* **Text excerpt**
-=-=-

I'm not sure that it matters that much? As long as you understand how 
they were calculated...

- How you want to interpret this "what's left" is debatable, I guess, 
but I don't think I agree with Jürgen. As far as I can tell it should be 
compatible with something along the lines of an "isolated isolate" as 
described by Martin. You can also see them as 'universal' preferences 
(more or less the same thing?).

- "the probability of a random language having a certain property 
depends on (or is influenced by, or varies with, etc.) it being related 
to certain other languages, or being  spoken (or signed) in a particular 
area" -> In our approach we assumes that the probability of a language L 
having some feature value F depends on three things: 1) its relatedness 
to other languages, 2) its contact to other languages, 3) some universal 
preference for F. Kind of the point of what we do is that we try to 
estimate each of these factors. [We can add more factors and more 
structure, but that's the most basic model]

- You can quantify the contribution of the phylogenetic component and 
the areal component(s) with our techniques, but this is a bit tricky 
because there is unavoidable overlap in the information each one 
contains. These measures also have a different meaning than the adjusted 
frequency and can't be used as a replacement for them, you can use them 
in addition to.

-=-=-

* **Materials provided**
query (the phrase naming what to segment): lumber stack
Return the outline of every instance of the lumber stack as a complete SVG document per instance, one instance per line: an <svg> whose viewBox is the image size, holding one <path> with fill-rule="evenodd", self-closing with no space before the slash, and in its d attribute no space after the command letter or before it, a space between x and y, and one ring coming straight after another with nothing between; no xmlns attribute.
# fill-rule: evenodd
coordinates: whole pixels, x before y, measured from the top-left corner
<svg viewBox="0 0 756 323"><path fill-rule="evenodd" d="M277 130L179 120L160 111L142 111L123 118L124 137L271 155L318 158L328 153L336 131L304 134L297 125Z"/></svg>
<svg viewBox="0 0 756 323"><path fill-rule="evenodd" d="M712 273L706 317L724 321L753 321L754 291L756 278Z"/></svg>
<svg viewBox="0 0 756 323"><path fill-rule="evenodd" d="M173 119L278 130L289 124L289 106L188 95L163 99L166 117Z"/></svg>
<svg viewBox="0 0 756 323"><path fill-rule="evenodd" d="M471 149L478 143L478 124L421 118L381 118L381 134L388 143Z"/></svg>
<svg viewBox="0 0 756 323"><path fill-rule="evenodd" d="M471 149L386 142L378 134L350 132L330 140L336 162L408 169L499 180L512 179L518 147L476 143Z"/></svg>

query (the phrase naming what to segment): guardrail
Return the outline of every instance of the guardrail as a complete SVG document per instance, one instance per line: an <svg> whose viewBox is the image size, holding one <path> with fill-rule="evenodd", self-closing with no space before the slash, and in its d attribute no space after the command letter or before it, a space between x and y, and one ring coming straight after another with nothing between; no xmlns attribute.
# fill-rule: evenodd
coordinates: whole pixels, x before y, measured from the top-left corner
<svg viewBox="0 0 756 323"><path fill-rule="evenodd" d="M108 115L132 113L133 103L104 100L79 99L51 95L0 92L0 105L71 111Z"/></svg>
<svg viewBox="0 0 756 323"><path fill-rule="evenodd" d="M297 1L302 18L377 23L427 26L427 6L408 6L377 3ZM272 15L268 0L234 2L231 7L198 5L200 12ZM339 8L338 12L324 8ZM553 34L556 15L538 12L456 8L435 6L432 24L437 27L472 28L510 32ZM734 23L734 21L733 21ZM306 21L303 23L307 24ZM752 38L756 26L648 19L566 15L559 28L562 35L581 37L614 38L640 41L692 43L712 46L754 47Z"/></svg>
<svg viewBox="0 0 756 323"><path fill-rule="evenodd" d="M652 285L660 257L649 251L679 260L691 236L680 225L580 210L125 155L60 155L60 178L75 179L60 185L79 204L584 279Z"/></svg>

-=-=-

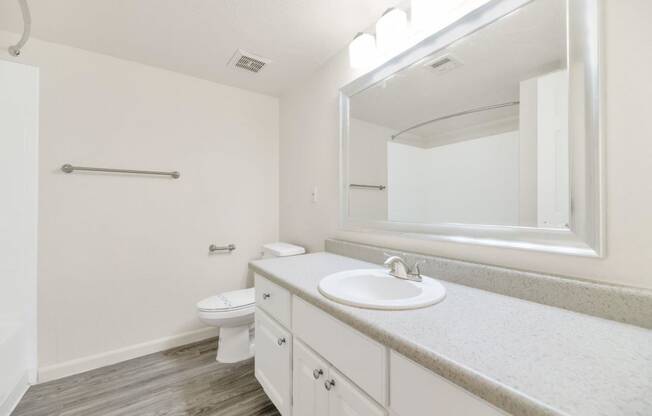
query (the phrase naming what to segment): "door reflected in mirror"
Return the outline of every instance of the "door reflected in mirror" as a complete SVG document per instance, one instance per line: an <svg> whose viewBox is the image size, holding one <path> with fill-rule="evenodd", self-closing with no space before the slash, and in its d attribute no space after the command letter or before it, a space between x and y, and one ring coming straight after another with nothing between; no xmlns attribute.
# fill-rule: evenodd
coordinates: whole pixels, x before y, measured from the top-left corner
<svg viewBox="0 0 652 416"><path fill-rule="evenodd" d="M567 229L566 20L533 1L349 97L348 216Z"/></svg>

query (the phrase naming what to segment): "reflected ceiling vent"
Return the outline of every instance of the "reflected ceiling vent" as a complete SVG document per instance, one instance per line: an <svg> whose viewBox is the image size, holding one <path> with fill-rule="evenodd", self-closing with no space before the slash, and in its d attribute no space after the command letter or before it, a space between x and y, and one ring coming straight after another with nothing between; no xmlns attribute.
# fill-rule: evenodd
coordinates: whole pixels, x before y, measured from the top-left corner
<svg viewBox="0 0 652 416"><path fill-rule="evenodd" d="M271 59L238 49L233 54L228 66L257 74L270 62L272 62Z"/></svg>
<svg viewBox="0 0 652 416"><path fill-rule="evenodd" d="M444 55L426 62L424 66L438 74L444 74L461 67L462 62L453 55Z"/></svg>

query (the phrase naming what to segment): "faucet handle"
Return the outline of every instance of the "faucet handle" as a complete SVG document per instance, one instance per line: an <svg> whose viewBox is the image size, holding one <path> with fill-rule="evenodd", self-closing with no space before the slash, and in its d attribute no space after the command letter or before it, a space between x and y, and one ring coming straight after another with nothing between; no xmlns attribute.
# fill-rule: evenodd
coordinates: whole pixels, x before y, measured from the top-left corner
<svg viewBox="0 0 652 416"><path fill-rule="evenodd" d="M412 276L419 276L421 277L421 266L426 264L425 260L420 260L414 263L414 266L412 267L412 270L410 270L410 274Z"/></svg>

-=-=-

* **Directives**
1 > Reproduce the passage of the forum reply on language feature probabilities between "- You can quantify" and "in addition to.", inclusive.
2 > Format the records between the lines holding "query (the phrase naming what to segment): lumber" and "149L478 143L478 124L421", inclusive, as a JSON list of strings with one string per line and blank lines omitted.

* **Full answers**
1 >
- You can quantify the contribution of the phylogenetic component and 
the areal component(s) with our techniques, but this is a bit tricky 
because there is unavoidable overlap in the information each one 
contains. These measures also have a different meaning than the adjusted 
frequency and can't be used as a replacement for them, you can use them 
in addition to.

2 >
[
  "query (the phrase naming what to segment): lumber stack",
  "Return the outline of every instance of the lumber stack as a complete SVG document per instance, one instance per line: an <svg> whose viewBox is the image size, holding one <path> with fill-rule=\"evenodd\", self-closing with no space before the slash, and in its d attribute no space after the command letter or before it, a space between x and y, and one ring coming straight after another with nothing between; no xmlns attribute.",
  "# fill-rule: evenodd",
  "coordinates: whole pixels, x before y, measured from the top-left corner",
  "<svg viewBox=\"0 0 756 323\"><path fill-rule=\"evenodd\" d=\"M277 130L179 120L160 111L142 111L123 118L124 137L271 155L318 158L328 153L336 131L304 134L297 125Z\"/></svg>",
  "<svg viewBox=\"0 0 756 323\"><path fill-rule=\"evenodd\" d=\"M712 273L706 317L724 321L753 321L754 291L756 278Z\"/></svg>",
  "<svg viewBox=\"0 0 756 323\"><path fill-rule=\"evenodd\" d=\"M173 119L278 130L289 124L289 106L188 95L163 99L166 117Z\"/></svg>",
  "<svg viewBox=\"0 0 756 323\"><path fill-rule=\"evenodd\" d=\"M471 149L478 143L478 124L421 118L381 118L381 134L388 143Z\"/></svg>"
]